THE PROBLEM:
Starting at the line with "positive clicks: (302, 142) (299, 145)" and going on through the line with "negative clicks: (289, 115) (284, 141)", reproduce each line in the records below exactly and nothing more.

-------

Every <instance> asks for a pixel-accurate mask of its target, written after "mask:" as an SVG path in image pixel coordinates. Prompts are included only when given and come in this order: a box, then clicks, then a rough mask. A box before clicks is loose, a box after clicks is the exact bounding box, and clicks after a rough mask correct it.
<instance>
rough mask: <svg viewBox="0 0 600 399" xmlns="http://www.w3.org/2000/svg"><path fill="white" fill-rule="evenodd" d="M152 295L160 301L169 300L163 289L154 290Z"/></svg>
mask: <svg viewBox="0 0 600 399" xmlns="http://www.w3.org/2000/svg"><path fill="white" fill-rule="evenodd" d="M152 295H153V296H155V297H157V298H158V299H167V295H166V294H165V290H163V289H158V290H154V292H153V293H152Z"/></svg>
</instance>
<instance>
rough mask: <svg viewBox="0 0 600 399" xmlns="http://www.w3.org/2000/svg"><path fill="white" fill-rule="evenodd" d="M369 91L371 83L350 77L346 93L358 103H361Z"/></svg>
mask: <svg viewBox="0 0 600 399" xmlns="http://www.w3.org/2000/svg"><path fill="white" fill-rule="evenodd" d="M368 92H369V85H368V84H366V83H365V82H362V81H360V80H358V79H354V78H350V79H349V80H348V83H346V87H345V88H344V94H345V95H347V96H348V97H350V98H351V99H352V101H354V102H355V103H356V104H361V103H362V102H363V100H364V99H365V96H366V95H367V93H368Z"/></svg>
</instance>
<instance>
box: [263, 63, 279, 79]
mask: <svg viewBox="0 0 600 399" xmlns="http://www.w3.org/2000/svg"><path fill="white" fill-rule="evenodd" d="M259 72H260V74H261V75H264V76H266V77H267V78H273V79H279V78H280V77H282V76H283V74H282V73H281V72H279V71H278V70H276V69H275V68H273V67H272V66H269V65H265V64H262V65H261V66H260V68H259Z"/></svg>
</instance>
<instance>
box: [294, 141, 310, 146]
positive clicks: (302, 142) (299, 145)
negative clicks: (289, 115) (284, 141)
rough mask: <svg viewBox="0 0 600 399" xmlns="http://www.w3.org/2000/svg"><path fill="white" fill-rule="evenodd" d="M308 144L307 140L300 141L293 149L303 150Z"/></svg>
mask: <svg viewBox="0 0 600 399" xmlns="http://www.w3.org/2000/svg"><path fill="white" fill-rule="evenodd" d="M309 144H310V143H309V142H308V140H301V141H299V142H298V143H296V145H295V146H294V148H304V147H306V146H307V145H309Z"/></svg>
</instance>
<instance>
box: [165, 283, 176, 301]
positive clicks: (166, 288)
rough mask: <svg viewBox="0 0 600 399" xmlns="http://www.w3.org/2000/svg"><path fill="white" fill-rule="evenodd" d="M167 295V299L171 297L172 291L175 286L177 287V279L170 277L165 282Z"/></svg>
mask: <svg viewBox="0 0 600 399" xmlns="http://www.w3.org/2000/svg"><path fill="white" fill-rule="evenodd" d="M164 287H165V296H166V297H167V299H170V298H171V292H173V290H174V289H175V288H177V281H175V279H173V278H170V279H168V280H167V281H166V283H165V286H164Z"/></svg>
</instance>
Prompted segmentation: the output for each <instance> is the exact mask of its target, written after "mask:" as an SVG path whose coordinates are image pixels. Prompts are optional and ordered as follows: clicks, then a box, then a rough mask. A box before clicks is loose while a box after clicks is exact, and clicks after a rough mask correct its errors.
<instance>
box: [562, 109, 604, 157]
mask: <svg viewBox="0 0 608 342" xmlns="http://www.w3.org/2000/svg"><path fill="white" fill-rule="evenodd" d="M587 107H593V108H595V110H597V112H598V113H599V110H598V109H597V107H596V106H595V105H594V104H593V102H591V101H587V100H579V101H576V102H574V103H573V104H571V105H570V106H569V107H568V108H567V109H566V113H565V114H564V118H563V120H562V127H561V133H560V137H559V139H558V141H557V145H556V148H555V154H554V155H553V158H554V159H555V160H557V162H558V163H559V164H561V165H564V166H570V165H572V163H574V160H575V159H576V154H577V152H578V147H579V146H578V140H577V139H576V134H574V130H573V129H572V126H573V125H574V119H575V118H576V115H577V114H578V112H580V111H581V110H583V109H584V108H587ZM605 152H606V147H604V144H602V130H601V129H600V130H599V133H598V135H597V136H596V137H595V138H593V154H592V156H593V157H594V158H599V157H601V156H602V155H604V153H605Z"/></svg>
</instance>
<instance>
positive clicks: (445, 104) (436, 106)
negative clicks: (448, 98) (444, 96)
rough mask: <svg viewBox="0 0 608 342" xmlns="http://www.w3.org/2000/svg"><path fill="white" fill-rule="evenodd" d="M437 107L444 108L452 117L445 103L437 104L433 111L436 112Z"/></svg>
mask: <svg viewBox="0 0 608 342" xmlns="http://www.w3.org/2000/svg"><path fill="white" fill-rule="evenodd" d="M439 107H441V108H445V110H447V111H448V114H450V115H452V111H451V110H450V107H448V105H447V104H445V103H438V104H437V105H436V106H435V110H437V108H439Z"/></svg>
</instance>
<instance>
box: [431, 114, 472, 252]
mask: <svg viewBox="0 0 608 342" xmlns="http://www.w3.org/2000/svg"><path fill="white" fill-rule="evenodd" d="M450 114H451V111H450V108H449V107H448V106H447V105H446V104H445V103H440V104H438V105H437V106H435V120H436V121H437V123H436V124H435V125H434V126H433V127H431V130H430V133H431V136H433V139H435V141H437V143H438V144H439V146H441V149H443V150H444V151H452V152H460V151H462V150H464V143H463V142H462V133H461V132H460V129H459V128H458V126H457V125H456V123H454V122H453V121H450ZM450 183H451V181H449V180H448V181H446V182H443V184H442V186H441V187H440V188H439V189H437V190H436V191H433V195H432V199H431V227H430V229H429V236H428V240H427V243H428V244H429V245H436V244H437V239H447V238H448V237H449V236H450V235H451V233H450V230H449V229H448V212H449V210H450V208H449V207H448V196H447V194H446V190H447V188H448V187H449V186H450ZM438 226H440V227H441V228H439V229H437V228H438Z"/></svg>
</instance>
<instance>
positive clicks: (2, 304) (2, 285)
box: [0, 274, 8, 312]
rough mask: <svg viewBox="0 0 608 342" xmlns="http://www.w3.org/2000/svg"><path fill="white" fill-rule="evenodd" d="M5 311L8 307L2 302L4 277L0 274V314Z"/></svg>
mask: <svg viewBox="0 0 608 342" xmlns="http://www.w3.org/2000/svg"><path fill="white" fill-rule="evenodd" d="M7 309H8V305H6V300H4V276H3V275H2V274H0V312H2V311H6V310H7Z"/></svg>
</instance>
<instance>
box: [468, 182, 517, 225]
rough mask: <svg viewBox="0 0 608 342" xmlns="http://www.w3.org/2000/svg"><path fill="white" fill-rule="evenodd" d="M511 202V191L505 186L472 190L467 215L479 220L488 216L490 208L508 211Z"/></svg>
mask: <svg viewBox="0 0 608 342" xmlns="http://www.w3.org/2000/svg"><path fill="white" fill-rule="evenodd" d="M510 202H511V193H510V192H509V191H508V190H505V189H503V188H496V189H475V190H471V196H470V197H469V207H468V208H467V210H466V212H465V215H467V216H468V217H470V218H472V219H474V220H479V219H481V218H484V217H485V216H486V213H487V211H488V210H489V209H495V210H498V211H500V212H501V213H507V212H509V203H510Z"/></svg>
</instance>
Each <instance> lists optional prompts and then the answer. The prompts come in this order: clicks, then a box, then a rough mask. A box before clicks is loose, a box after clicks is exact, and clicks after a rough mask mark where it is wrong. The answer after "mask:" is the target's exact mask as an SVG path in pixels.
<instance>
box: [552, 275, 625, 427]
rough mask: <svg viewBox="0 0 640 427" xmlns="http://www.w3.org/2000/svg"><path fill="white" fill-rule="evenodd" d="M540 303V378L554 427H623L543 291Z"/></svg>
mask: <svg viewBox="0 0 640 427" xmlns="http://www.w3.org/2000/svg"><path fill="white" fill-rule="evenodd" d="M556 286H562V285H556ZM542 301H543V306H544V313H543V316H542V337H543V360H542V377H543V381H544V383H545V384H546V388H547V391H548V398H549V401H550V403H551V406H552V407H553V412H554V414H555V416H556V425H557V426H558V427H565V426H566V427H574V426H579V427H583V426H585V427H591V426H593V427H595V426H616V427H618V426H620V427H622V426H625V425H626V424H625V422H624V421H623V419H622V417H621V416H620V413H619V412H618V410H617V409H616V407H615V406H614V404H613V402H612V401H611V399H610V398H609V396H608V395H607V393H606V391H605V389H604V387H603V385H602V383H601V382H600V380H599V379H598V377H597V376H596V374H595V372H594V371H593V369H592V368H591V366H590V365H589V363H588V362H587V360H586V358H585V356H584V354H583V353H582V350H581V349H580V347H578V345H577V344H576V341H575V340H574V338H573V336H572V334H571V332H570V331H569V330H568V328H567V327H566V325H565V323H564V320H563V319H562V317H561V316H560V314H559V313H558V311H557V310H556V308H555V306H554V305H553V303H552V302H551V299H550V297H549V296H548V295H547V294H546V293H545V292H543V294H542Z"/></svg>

-------

EXERCISE SOLUTION:
positive clicks: (302, 142) (299, 145)
negative clicks: (289, 115) (284, 141)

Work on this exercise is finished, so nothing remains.